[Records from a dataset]
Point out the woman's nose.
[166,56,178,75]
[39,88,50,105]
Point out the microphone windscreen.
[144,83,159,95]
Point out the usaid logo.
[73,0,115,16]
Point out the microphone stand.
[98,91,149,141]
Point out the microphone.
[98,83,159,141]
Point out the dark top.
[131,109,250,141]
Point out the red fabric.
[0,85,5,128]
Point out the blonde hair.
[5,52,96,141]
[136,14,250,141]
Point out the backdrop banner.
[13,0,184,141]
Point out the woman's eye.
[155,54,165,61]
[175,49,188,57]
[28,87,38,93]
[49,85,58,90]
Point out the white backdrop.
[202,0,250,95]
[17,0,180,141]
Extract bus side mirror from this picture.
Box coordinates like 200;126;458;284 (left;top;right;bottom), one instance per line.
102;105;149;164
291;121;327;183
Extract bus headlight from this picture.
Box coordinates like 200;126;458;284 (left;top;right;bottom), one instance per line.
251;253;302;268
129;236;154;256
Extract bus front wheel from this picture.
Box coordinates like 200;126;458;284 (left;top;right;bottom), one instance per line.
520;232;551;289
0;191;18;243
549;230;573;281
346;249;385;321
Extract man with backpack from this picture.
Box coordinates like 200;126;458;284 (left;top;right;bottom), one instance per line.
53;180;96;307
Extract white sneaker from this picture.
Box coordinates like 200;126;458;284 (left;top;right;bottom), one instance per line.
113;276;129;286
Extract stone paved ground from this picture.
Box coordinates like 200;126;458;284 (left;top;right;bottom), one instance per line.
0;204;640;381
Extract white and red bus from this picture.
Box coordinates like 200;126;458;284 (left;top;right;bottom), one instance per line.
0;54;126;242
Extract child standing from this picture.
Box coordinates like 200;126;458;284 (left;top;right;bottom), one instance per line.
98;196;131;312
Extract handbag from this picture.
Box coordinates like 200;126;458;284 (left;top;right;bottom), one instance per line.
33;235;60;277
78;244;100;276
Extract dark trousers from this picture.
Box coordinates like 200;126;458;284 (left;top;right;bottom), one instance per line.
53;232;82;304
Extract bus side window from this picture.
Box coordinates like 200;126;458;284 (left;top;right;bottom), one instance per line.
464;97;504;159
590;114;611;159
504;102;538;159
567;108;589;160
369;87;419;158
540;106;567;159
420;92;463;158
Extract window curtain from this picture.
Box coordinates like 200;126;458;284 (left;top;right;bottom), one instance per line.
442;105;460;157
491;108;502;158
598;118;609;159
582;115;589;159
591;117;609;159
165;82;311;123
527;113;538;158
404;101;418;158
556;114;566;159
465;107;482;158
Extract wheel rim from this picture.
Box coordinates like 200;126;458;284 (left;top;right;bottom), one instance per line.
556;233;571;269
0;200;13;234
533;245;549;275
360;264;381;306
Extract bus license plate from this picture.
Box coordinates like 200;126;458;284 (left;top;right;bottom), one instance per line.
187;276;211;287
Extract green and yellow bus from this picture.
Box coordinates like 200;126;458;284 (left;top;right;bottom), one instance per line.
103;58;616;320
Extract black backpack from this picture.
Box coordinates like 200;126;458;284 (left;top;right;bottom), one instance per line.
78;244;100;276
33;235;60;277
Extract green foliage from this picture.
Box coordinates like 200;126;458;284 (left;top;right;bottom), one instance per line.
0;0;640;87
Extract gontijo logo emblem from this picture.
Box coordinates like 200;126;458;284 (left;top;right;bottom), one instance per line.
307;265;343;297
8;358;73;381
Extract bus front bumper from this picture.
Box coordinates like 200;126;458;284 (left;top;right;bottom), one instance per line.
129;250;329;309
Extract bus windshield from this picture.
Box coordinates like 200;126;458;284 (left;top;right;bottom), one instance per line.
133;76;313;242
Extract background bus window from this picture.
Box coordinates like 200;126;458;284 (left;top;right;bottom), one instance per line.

[Stated exercise] Output the lines from the one containing "Extract dark trousers from this picture." through the one containing "53;232;82;304", inclusive, reproduced verbatim.

[Task result]
Extract dark trousers from this picture.
Box coordinates like 200;126;458;284 (left;top;right;bottom), one instance per line.
53;232;82;304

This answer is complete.